Task to complete:
Please output the entries below from the line that contains "put a dot per" through the final line, reproduced exactly and alone.

** Opening Input block **

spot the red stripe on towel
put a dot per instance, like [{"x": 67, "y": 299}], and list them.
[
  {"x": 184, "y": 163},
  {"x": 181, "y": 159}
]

** Closing Input block **

Exercise solution:
put a dot per instance, like [{"x": 67, "y": 299}], and list them.
[
  {"x": 184, "y": 163},
  {"x": 181, "y": 159}
]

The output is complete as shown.